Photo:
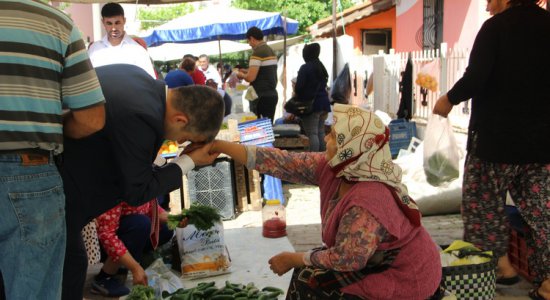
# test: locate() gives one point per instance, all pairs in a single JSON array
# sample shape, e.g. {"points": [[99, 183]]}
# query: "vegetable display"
{"points": [[141, 292], [230, 291], [200, 215]]}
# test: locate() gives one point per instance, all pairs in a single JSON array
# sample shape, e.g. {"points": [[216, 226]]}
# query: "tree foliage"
{"points": [[306, 12], [152, 16]]}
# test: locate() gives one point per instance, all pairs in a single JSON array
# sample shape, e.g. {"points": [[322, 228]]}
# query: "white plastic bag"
{"points": [[441, 153], [203, 252], [251, 94]]}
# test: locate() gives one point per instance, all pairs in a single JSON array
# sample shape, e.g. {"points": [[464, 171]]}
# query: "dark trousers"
{"points": [[264, 107]]}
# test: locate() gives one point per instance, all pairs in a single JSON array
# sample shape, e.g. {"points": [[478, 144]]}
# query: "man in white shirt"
{"points": [[117, 47], [209, 71]]}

☆ ☆ ☆ ☆ ☆ ☆ ☆

### Task instructions
Write out all the entries word for word, but skip any images.

### Task solution
Photo:
# test: locate() gives one point per instance, all pairs in a single JSON array
# sample shape, e.g. {"points": [[99, 183]]}
# query: "vegetable display"
{"points": [[141, 292], [230, 291], [200, 215]]}
# test: locate() gives one point per instance, all pairs in a single JSON array
# sample shape, e.g. {"points": [[216, 226]]}
# query: "tree foliage"
{"points": [[306, 12], [152, 16]]}
# test: locate() gives one point per instance, all pairs in a single JSON array
# sample shape, e.g. {"points": [[322, 228]]}
# query: "white plastic bag"
{"points": [[441, 153], [203, 252], [251, 94]]}
# test: locate() gives one point per instance, all pairs in a single JSON array
# sample shape, e.g. {"points": [[464, 171]]}
# query: "dark trousers"
{"points": [[264, 107]]}
# test: locate() gives one point per instance, all pairs in a single JSON array
# sample shape, e.g. {"points": [[478, 144]]}
# query: "man in white shirt"
{"points": [[117, 47], [209, 71]]}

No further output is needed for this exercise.